Assigned task — Should an entry contain an image, omit it and repeat the rest exactly.

::: Exercise material :::

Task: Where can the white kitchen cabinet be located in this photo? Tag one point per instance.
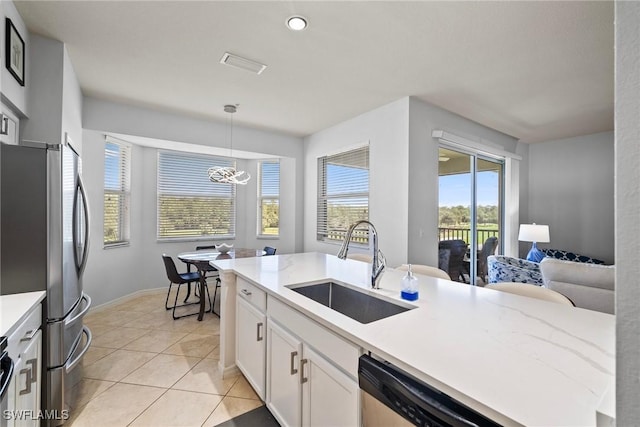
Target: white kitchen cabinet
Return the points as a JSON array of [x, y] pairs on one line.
[[250, 344], [284, 387], [329, 397], [25, 348], [306, 387]]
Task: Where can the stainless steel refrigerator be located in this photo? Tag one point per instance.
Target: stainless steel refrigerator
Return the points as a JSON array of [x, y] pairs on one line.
[[44, 245]]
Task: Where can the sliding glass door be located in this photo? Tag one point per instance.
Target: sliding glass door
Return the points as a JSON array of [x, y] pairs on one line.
[[471, 194]]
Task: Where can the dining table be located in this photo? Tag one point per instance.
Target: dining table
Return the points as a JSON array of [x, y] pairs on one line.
[[200, 260]]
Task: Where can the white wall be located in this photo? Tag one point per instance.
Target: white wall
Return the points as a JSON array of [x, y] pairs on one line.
[[385, 129], [71, 104], [45, 91], [627, 159], [571, 188], [115, 272], [13, 94], [422, 192]]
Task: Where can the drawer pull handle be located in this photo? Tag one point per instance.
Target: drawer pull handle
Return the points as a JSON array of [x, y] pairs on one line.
[[31, 376], [293, 356], [29, 335], [259, 336], [302, 378]]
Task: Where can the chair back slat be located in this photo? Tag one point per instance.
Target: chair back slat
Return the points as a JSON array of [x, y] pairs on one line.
[[172, 271]]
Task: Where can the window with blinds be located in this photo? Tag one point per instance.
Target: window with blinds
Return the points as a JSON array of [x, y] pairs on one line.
[[117, 192], [269, 198], [343, 194], [189, 204]]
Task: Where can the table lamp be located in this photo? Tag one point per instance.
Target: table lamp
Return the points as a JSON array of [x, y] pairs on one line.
[[534, 233]]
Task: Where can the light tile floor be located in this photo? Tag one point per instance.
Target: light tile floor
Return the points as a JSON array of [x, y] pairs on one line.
[[146, 369]]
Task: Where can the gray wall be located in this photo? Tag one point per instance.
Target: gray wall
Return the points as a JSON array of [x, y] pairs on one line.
[[119, 271], [385, 130], [571, 188], [424, 118], [403, 193], [627, 191], [12, 93]]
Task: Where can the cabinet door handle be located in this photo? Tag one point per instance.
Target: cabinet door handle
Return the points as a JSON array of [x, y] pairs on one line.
[[302, 378], [29, 335], [4, 125], [259, 336], [31, 374]]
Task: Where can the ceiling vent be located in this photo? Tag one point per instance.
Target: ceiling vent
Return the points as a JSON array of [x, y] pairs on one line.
[[244, 63]]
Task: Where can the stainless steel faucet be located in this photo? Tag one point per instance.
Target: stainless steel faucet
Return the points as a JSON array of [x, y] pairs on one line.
[[378, 263]]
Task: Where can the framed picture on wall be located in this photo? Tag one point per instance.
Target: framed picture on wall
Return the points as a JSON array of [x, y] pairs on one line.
[[14, 48]]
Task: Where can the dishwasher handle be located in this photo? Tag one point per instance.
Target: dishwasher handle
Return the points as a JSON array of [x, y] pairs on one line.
[[413, 399], [6, 366]]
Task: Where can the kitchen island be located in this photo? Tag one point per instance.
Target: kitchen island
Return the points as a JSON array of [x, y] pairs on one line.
[[516, 360], [16, 307]]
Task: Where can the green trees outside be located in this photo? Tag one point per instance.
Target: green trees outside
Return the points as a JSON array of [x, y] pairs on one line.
[[460, 216], [111, 218], [188, 216], [270, 217]]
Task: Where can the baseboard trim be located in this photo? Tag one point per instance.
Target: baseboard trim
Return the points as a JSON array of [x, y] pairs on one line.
[[120, 300]]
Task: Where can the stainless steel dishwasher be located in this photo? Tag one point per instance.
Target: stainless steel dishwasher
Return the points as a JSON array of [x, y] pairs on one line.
[[392, 397]]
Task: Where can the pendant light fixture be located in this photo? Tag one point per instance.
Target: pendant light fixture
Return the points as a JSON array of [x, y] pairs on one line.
[[229, 174]]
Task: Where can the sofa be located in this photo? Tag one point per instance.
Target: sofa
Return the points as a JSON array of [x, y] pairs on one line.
[[587, 285], [508, 269]]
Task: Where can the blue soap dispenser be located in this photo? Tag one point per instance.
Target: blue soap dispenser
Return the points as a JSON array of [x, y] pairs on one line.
[[409, 286]]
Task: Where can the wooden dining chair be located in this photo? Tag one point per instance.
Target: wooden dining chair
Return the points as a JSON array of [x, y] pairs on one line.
[[211, 272], [180, 279]]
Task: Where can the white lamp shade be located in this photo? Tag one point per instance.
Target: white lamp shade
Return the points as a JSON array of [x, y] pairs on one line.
[[534, 233]]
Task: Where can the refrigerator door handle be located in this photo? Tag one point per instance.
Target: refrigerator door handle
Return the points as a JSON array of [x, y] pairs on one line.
[[86, 298], [72, 363], [82, 261]]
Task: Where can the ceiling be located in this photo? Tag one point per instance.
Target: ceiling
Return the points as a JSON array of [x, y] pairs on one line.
[[537, 71]]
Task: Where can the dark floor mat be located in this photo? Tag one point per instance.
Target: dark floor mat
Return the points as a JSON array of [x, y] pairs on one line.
[[259, 417]]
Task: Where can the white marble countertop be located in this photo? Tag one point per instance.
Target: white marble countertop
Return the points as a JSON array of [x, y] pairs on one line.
[[515, 359], [14, 308]]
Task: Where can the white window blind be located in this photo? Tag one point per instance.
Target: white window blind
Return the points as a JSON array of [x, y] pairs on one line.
[[269, 198], [343, 194], [117, 192], [189, 204]]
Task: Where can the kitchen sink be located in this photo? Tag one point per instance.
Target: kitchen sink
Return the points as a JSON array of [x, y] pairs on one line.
[[355, 304]]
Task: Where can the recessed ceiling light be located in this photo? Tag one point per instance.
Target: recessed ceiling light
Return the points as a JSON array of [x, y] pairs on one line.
[[297, 23]]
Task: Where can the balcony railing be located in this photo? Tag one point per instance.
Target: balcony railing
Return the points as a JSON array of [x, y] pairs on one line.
[[446, 233]]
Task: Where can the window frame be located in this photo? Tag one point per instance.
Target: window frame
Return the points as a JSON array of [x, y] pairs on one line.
[[123, 193], [262, 198], [323, 229], [205, 161]]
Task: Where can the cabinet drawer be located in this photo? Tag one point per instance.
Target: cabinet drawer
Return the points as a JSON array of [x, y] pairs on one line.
[[252, 294], [25, 332], [340, 351]]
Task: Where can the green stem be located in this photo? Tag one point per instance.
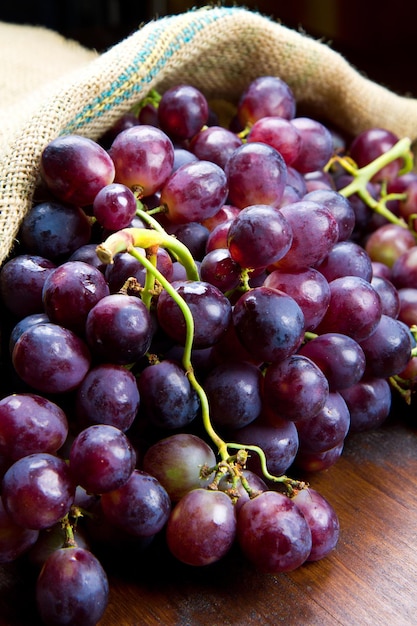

:::

Answer to this problem —
Task: Where can the white kitchen cabinet be located in this photo? Tag one point per instance.
Target: white kitchen cabinet
Return the points as a JSON array of [x, y] pairs on one line.
[[250, 344], [284, 387], [329, 397], [25, 348], [306, 387]]
Task: Where can the stainless steel refrigerator be located in this photo? Tag one point per instance.
Target: stainless steel refrigerator
Return the points as a JSON array of [x, y] pairs on one line.
[[44, 245]]
Task: Where can the sliding glass door be located in this photo? Tag one point per instance.
Target: sliding glass door
Return the points as a JSON array of [x, y] pairs on one line.
[[471, 194]]
Task: Where can the dining table be located in this photo? Tag one point per instance.
Target: dining table
Return the points as a JSON array of [x, y] pairs on one line.
[[200, 260]]
Task: Where can the white wall be located in this photo? Tag one point per instance.
Target: white wall
Return the points as a JSON array of [x, y] pairs on one line.
[[385, 129], [71, 104], [45, 91], [627, 159], [571, 188], [115, 272], [13, 94], [422, 192]]
Task: Where can the drawer pull handle be located in this photo? Tag one point per instance.
Target: drawer pull handle
Return the points as a JSON array of [x, y] pairs on one line.
[[31, 376], [293, 356], [29, 335], [259, 336], [302, 378]]
Task: Where can the chair back slat be located in this photo? Tag one point per instance.
Target: chair back slat
Return the points as a JSON array of [x, y] pairs on one line.
[[172, 271]]
Task: Where can the window with blinds be located in this photo? Tag one point per instance.
Target: window with blinds
Return the points as a JSON array of [x, y] pairs on one line.
[[117, 192], [269, 198], [343, 194], [189, 204]]
Task: Where can the table lamp be located in this photo? Tag one point per instance.
Target: table lamp
Return the points as a JSON array of [x, y] pairs on one line.
[[534, 233]]
Task: Where can the light tile floor be located in this photo? Tag one point per instance.
Target: light tile floor
Return the points as a JSON array of [x, y] pairs on one line.
[[146, 369]]
Task: Where can the gray wall be located in this photo? Tag one point per instance.
Target: gray wall
Return the points as a JSON array of [x, y] pairs on one line.
[[119, 271], [385, 130], [571, 188], [424, 118], [403, 193], [627, 191], [12, 93]]
Task: Where can the cabinet door handle be located in this photo? Tag one point per instance.
Target: cabinet door handle
Return the points as a JSON array of [x, y] pairs on one line.
[[302, 378], [29, 335], [4, 125], [259, 336], [31, 374]]
Task: Where can the ceiling vent be located in this photo? Tag one point per instance.
Target: ceiling vent
Return the points as a JSON array of [x, y] pairs on one line.
[[244, 63]]
Task: Where can the stainless steel faucet be located in this photo? Tag one point per instance.
Target: stainless steel faucet
Return the points as a JSON array of [x, y] pairs on one line.
[[378, 263]]
Task: Where can the framed picture on wall be located in this photo? Tag one point per instance.
Target: framed picture on wall
Return the points as a JSON array of [x, y] pairs on one line.
[[14, 48]]
Task: Where can the dishwasher handle be located in this photo? Tag one point per instance.
Target: dishwasher handle
Return the points as a JSON array of [x, y] pairs on one line.
[[413, 399], [6, 366]]
Task: Where can the kitchen island be located in this photo? Tag one point per instance.
Target: kitchen island
Return the points as a JSON array of [x, y] pairs on one line.
[[516, 360], [16, 307]]
Task: Where can the green trees outside be located in this photo? Tag one point per instance.
Target: green trees outside
Return the points as a JSON array of [x, y] pairs on one line.
[[460, 216], [111, 218], [188, 216], [270, 217]]
Task: Where can the baseboard trim be located in this photo? Tag one point per instance.
Target: baseboard trim
Return the points as a JSON array of [x, y] pairs on one line.
[[120, 300]]
Task: Where can the stainless steel dishwasher be located in this photo? Tag one point per instance.
Target: stainless steel dishwasher
Return the points as a JSON array of [x, y] pairs on one line.
[[392, 397]]
Task: Where can the pendant light fixture be located in this photo? Tag one point per instance.
Target: pendant light fixture
Return the points as a JSON array of [x, y] pairs on one line.
[[229, 174]]
Task: Where can the sofa be located in this photo? Tag one point per instance.
Target: sofa
Return the points as a JSON array of [x, y] pairs on one line.
[[587, 285], [508, 269]]
Task: Where can the blue soap dispenser be located in this photo? Tag one point per instance.
Target: blue soap dispenser
Return the points as a JSON array of [x, y] pairs on one line.
[[409, 286]]
Task: Where can the wooden dining chair be located in this photo? Tag one point per instance.
Target: wooden dining chair
Return the points as a JSON array of [x, y] pairs on one line.
[[211, 272], [180, 279]]
Task: Where can the white lamp shade be located in this photo? Tag one point per instance.
Target: white lamp shade
Return the points as a JSON array of [x, y] pairs on one line.
[[534, 233]]
Task: Where can the refrigerator door handle be located in this photo? Tag one point per instance.
Target: refrigerator door handle
Return the points as a JSON array of [x, y] pairs on one line.
[[86, 298], [72, 363], [82, 261]]
Task: Where can the ceiling be located in this photo? Tag one point per instance.
Target: ceiling
Return the points as a JSON array of [x, y] pairs on one line.
[[537, 71]]
Task: Where can the dark floor mat be located in this photo? Tag one point per instance.
Target: dark floor mat
Return the points as a JSON array of [x, y] pairs on one line.
[[259, 417]]
Task: Where can the white marble countertop be located in this photo? Tag one point per instance.
Target: white marble countertop
Return the points as a JSON array of [x, y] pairs on one line.
[[515, 359], [14, 308]]
Task: Where can the white window blind be located in this photo? Tag one point per instance.
Target: white window blind
Return the points as a JSON array of [x, y] pairs on one line.
[[269, 198], [343, 194], [117, 192], [189, 204]]
Task: Where can the kitchen sink be located in this photo? Tag one point per instance.
Target: kitchen sink
Return the points as a JSON array of [x, y] pairs on one line.
[[355, 304]]
Task: Where can the recessed ceiling light be located in this photo? Tag one point per instance.
Target: recessed ceiling light
Return the points as a JSON array of [x, y] pairs on one line.
[[297, 23]]
Task: Where can the balcony railing be located in this photo? Tag one point per instance.
Target: balcony railing
Return the points as a JSON array of [x, y] pairs on one line.
[[446, 233]]
Task: Where can the window frame be located in this photo? Tag one point per instance.
Target: window frame
Return the points as a JSON array of [x, y] pairs on one line.
[[123, 193], [262, 198], [323, 229], [205, 161]]
Task: Where can the cabinet drawer be located in this photo? Tag one point per instance.
Target: cabinet drawer
Return the points as a JSON array of [x, y] pairs on one line.
[[252, 294], [25, 332], [340, 351]]
Task: Where can the green stem be located in this photo? Tag one point per instance.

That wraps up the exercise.